--- BEGIN Document text ---

Hiring managers can be impossibly picky, indecisive or just not helpful when asked to describe the person they’re looking to fill that difficult requisition.
What started out as a brief chat about the items on the req becomes a teaching moment and a time suck for the recruiter, after which the hiring manager complains that working with human resources is a major PITA. Finding qualified candidates for even the most hard-to-fill positions isn’t the bane of a recruiter’s existence. Candidates for hard-to-fill positions are easy to source – just S-C-A-R-E them!
Study: Read the requisition; study it. Pick it apart if you have to and jot down everything the hiring manager needs to clarify for this difficult req. Draft a sample job posting, even if you aren’t going to actually post an advertisement. You’ll need something to give the candidate besides a job description once you locate him or her. Based on your expertise – and, yes, you are the expert in talent acquisition, not the hiring manager – create something that piques the curiosity. But, don’t make it too long. Nobody wants to read a 550-word summary about the job.

--- END Document text ---
--- BEGIN Data section ---

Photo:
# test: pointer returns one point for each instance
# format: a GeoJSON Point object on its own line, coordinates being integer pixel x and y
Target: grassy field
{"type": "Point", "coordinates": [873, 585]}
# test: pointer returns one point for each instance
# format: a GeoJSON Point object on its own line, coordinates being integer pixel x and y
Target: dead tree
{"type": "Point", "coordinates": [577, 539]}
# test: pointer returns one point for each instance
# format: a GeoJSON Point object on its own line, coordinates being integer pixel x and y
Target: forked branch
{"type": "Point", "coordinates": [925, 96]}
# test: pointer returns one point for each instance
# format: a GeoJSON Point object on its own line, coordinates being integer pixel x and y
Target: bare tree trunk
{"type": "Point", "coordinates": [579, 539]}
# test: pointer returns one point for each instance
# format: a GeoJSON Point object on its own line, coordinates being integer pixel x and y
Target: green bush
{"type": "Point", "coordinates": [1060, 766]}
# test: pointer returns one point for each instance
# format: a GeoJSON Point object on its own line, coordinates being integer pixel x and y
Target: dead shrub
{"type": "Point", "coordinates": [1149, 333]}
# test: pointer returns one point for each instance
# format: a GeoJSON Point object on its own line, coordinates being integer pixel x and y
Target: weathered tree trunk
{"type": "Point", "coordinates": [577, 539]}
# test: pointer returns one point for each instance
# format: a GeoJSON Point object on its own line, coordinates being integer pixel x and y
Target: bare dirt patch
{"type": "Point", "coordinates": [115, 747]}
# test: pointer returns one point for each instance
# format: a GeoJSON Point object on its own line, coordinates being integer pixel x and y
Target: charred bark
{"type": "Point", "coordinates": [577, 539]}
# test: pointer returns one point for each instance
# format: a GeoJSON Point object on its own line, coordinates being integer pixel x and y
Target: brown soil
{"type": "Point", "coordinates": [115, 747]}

--- END Data section ---

Exercise requirements:
[1] Answer these questions about the recruiting text:
(a) What does the hiring manager complain about after the chat turns into a teaching moment?
(b) What should you draft even if you aren't going to post an advertisement?
(c) What length of job summary does nobody want to read?
[2] From the recruiting text, output the passage that begins at the words "Hiring managers can" and stops after the words "that difficult requisition.".

Responses:
[1]
(a) That working with human resources is a major PITA.
(b) A sample job posting.
(c) A 550-word summary.

[2]
Hiring managers can be impossibly picky, indecisive or just not helpful when asked to describe the person they’re looking to fill that difficult requisition.